## YOUR GOAL
Render all of the items below as a numbered list, omitting any blank lines.

## EXERCISE MATERIALS

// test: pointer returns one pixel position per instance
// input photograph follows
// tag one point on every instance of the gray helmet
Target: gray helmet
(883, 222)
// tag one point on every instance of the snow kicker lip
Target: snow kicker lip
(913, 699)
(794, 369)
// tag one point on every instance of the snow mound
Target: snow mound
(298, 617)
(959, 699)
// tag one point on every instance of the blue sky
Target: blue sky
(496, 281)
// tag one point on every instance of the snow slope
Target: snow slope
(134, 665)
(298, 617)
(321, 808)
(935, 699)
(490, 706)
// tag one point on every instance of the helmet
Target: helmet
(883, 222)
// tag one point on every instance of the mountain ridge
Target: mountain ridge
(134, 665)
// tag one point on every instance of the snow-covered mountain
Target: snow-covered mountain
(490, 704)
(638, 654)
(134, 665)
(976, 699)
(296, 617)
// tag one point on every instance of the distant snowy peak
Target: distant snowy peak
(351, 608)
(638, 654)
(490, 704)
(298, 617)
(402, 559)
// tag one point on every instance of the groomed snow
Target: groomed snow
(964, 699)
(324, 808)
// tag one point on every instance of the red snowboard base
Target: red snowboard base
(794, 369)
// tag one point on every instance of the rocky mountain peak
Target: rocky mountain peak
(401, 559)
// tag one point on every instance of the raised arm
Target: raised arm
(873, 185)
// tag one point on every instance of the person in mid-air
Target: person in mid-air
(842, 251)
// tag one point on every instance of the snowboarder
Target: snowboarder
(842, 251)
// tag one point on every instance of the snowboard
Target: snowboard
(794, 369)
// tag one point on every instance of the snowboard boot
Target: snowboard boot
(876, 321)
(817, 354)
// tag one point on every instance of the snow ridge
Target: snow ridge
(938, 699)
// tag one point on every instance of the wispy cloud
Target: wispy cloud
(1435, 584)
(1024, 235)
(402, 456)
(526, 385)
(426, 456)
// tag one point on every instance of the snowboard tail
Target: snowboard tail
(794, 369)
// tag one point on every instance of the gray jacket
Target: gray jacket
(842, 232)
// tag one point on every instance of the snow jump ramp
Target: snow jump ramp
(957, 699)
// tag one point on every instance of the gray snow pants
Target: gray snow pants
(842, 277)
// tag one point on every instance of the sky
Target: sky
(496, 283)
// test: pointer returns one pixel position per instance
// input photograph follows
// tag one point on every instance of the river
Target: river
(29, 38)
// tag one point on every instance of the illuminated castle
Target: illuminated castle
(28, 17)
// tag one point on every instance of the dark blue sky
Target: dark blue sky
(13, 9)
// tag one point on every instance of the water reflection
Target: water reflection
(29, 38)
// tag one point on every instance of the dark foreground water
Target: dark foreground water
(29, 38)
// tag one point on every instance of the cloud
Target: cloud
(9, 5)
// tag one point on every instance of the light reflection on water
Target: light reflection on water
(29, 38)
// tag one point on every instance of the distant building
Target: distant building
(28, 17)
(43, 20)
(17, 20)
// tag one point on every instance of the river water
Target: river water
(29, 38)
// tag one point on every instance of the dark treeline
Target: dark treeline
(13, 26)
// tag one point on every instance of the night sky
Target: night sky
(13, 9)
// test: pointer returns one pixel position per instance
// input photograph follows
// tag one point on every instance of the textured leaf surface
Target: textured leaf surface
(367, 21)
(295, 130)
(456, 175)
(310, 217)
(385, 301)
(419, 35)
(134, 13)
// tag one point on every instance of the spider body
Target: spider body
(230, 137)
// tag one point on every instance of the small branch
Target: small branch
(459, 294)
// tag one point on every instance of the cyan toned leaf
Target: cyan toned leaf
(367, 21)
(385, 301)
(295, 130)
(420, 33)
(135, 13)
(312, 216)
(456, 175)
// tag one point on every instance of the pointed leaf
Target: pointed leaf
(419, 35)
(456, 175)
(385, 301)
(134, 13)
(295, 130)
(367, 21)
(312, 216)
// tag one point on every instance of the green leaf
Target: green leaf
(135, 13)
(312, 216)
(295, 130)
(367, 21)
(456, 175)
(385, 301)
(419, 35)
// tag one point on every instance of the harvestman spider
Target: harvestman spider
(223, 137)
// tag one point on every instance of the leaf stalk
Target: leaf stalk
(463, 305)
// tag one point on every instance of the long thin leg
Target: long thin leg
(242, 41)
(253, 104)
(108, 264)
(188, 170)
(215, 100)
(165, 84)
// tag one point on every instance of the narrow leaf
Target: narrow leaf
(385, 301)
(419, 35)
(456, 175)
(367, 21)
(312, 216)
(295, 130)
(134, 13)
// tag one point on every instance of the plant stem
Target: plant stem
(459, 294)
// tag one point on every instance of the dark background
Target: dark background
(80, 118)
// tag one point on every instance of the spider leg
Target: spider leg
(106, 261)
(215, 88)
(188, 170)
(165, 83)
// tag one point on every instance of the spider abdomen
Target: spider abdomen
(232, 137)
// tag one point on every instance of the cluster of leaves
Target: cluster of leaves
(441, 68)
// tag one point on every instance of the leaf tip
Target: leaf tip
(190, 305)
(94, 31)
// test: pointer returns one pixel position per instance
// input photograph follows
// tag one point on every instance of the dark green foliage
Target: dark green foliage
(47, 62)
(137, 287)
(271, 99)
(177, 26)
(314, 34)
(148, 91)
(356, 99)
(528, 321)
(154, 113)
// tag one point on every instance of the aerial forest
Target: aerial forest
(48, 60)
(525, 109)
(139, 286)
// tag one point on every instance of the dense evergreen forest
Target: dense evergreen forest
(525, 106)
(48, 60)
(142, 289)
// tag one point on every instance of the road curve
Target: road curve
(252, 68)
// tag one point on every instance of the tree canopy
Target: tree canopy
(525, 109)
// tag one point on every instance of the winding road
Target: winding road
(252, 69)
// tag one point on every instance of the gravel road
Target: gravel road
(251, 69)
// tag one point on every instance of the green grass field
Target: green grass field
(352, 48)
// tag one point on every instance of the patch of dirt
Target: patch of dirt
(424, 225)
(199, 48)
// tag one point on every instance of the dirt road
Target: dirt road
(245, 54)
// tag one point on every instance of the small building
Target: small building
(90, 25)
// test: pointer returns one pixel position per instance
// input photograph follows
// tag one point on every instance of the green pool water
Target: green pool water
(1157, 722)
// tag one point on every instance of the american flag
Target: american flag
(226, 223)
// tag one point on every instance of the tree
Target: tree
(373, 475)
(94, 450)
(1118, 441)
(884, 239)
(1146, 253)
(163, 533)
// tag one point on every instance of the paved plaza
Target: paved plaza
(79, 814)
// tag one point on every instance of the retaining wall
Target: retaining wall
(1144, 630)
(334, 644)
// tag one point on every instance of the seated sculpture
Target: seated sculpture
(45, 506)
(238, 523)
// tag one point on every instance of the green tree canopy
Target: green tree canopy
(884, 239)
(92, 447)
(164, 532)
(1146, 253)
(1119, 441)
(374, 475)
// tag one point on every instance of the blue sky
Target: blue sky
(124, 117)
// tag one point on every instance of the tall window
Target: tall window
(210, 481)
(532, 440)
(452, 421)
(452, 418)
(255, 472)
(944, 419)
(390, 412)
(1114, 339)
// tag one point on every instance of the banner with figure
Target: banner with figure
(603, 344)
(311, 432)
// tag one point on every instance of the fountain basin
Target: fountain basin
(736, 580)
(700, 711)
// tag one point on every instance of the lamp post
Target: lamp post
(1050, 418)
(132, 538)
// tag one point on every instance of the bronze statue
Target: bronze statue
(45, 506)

## TASK SOLUTION
1. // test: pointer returns one pixel position per instance
2. // input photograph follows
3. // tag one point on every instance of the gray helmet
4. Target: gray helmet
5. (883, 222)
6. // tag one point on every instance of the snow kicker lip
7. Target: snow kicker lip
8. (913, 699)
9. (794, 369)
10. // tag one point on every instance of the snow mound
11. Target: snow mound
12. (298, 617)
13. (959, 699)
14. // tag one point on every instance of the blue sky
15. Target: blue sky
16. (496, 281)
17. // tag one point on every instance of the snow slope
18. Target: snow slope
19. (134, 665)
20. (298, 617)
21. (321, 808)
22. (935, 699)
23. (490, 706)
24. // tag one point on every instance of the helmet
25. Target: helmet
26. (883, 222)
27. // tag one point on every instance of the mountain ridge
28. Target: mountain ridge
29. (134, 665)
30. // tag one point on every instance of the snow-covered mountain
31. Target: snow-covered mountain
32. (490, 704)
33. (638, 654)
34. (134, 665)
35. (976, 699)
36. (296, 617)
37. // tag one point on every instance of the distant snowy peak
38. Target: distant snowy peak
39. (351, 608)
40. (638, 654)
41. (490, 704)
42. (298, 617)
43. (402, 559)
44. // tag one point on every instance of the groomed snow
45. Target: groomed snow
46. (964, 699)
47. (324, 808)
48. // tag one point on every instance of the red snowboard base
49. Target: red snowboard base
50. (794, 369)
51. // tag one point on every instance of the rocky mountain peak
52. Target: rocky mountain peak
53. (401, 559)
54. // tag one point on every instance of the raised arm
55. Target: raised arm
56. (873, 185)
57. // tag one point on every instance of the person in mid-air
58. Target: person in mid-air
59. (842, 251)
60. // tag one point on every instance of the snowboarder
61. Target: snowboarder
62. (842, 251)
63. // tag one point on every instance of the snowboard
64. Target: snowboard
65. (794, 369)
66. // tag one point on every instance of the snowboard boot
67. Target: snowboard boot
68. (876, 321)
69. (817, 354)
70. // tag one point on every instance of the snow ridge
71. Target: snow ridge
72. (938, 699)
73. // tag one point on every instance of the wispy cloud
74. Target: wispy cloud
75. (1435, 584)
76. (1024, 235)
77. (402, 456)
78. (526, 385)
79. (426, 456)
80. // tag one point on every instance of the snowboard tail
81. Target: snowboard tail
82. (794, 369)
83. // tag one point on every instance of the gray jacket
84. Target: gray jacket
85. (842, 232)
86. // tag one point on every instance of the snow jump ramp
87. Target: snow jump ramp
88. (957, 699)
89. // tag one point on every instance of the gray snow pants
90. Target: gray snow pants
91. (842, 277)
92. // tag one point on every instance of the sky
93. Target: sky
94. (496, 283)
95. // test: pointer returns one pixel position per instance
96. // input photograph follows
97. // tag one point on every instance of the river
98. Target: river
99. (29, 38)
100. // tag one point on every instance of the illuminated castle
101. Target: illuminated castle
102. (28, 17)
103. // tag one point on every instance of the dark blue sky
104. Target: dark blue sky
105. (13, 9)
106. // tag one point on every instance of the water reflection
107. Target: water reflection
108. (29, 38)
109. // tag one point on every instance of the dark foreground water
110. Target: dark foreground water
111. (29, 38)
112. // tag one point on every instance of the cloud
113. Target: cloud
114. (9, 5)
115. // tag one point on every instance of the light reflection on water
116. Target: light reflection on water
117. (29, 38)
118. // tag one point on every instance of the distant building
119. Target: distant building
120. (28, 17)
121. (43, 20)
122. (17, 20)
123. // tag one point on every instance of the river water
124. Target: river water
125. (29, 38)
126. // tag one point on every instance of the dark treeline
127. Target: dark treeline
128. (13, 26)
129. // tag one point on every instance of the night sky
130. Target: night sky
131. (13, 9)
132. // test: pointer returns one pixel position per instance
133. // input photograph follows
134. // tag one point on every instance of the textured leaf surface
135. Target: textured leaf surface
136. (367, 21)
137. (295, 130)
138. (456, 175)
139. (310, 217)
140. (385, 301)
141. (419, 35)
142. (134, 13)
143. // tag one point on every instance of the spider body
144. Target: spider body
145. (230, 137)
146. // tag one point on every instance of the small branch
147. Target: small branch
148. (459, 294)
149. // tag one point on every instance of the cyan toned leaf
150. Target: cyan toned leaf
151. (367, 21)
152. (385, 301)
153. (295, 130)
154. (420, 33)
155. (135, 13)
156. (312, 216)
157. (456, 175)
158. // tag one point on every instance of the pointed leaf
159. Target: pointed leaf
160. (419, 35)
161. (456, 175)
162. (385, 301)
163. (134, 13)
164. (295, 130)
165. (367, 21)
166. (312, 216)
167. // tag one point on every instance of the green leaf
168. Target: green leaf
169. (135, 13)
170. (312, 216)
171. (295, 130)
172. (367, 21)
173. (456, 175)
174. (385, 301)
175. (419, 35)
176. // tag one point on every instance of the harvestman spider
177. Target: harvestman spider
178. (223, 137)
179. // tag one point on every instance of the leaf stalk
180. Target: leaf stalk
181. (463, 305)
182. // tag one point on every instance of the long thin leg
183. Target: long thin leg
184. (242, 41)
185. (253, 104)
186. (108, 264)
187. (188, 170)
188. (215, 100)
189. (165, 84)
190. // tag one point on every instance of the narrow leaf
191. Target: narrow leaf
192. (385, 301)
193. (419, 35)
194. (456, 175)
195. (367, 21)
196. (312, 216)
197. (295, 130)
198. (134, 13)
199. // tag one point on every instance of the plant stem
200. Target: plant stem
201. (459, 294)
202. // tag one point on every instance of the dark background
203. Target: dark background
204. (80, 118)
205. // tag one point on every instance of the spider leg
206. Target: spider leg
207. (106, 261)
208. (215, 88)
209. (188, 170)
210. (165, 83)
211. // tag one point on every instance of the spider abdomen
212. Target: spider abdomen
213. (232, 137)
214. // tag one point on every instance of the cluster of leaves
215. Target: cluster of leaves
216. (441, 68)
217. // tag one point on every instance of the leaf tip
218. Target: leaf tip
219. (190, 305)
220. (94, 31)
221. // test: pointer returns one pixel position per instance
222. // input photograph follows
223. // tag one point on every instance of the dark green foliage
224. Target: dark green foliage
225. (47, 62)
226. (137, 287)
227. (271, 99)
228. (177, 26)
229. (314, 34)
230. (148, 91)
231. (356, 99)
232. (528, 321)
233. (154, 113)
234. // tag one point on every instance of the aerial forest
235. Target: aerial forest
236. (48, 60)
237. (525, 109)
238. (139, 286)
239. // tag one point on every instance of the dense evergreen forest
240. Target: dense evergreen forest
241. (525, 106)
242. (48, 60)
243. (142, 289)
244. // tag one point on every instance of the road curve
245. Target: road curve
246. (252, 68)
247. // tag one point on every instance of the tree canopy
248. Target: tree canopy
249. (525, 109)
250. // tag one point on every instance of the winding road
251. Target: winding road
252. (252, 69)
253. // tag one point on every instance of the gravel road
254. Target: gravel road
255. (251, 69)
256. // tag one point on every instance of the green grass field
257. Target: green grass field
258. (352, 48)
259. // tag one point on every instance of the patch of dirt
260. Target: patch of dirt
261. (424, 225)
262. (199, 48)
263. // tag one point on every instance of the dirt road
264. Target: dirt road
265. (245, 54)
266. // tag one point on every instance of the small building
267. Target: small building
268. (90, 25)
269. // test: pointer returns one pixel position per instance
270. // input photograph follows
271. // tag one point on every instance of the green pool water
272. Target: green pool water
273. (1157, 722)
274. // tag one point on every instance of the american flag
275. Target: american flag
276. (226, 223)
277. // tag one point on every instance of the tree
278. Target: tree
279. (373, 475)
280. (94, 450)
281. (1118, 441)
282. (884, 239)
283. (1146, 253)
284. (163, 533)
285. // tag one point on every instance of the paved plaza
286. Target: paved plaza
287. (79, 814)
288. // tag one point on every instance of the retaining wall
289. Target: retaining wall
290. (1144, 630)
291. (334, 644)
292. // tag one point on every instance of the seated sculpture
293. Target: seated sculpture
294. (45, 506)
295. (238, 523)
296. // tag one point on every instance of the green tree canopy
297. Target: green tree canopy
298. (884, 239)
299. (92, 447)
300. (164, 532)
301. (1146, 253)
302. (1119, 441)
303. (374, 475)
304. // tag one point on every instance of the blue sky
305. Target: blue sky
306. (124, 117)
307. // tag one point on every instance of the tall window
308. Target: tall window
309. (210, 481)
310. (532, 440)
311. (452, 421)
312. (452, 418)
313. (255, 472)
314. (944, 419)
315. (390, 412)
316. (1114, 339)
317. // tag one point on every instance of the banner with figure
318. Target: banner with figure
319. (603, 344)
320. (311, 432)
321. // tag one point on every instance of the fountain basin
322. Target: fountain basin
323. (736, 580)
324. (700, 711)
325. // tag one point on every instance of the lamp post
326. Target: lamp post
327. (1050, 418)
328. (132, 538)
329. // tag one point on every instance of the bronze statue
330. Target: bronze statue
331. (45, 506)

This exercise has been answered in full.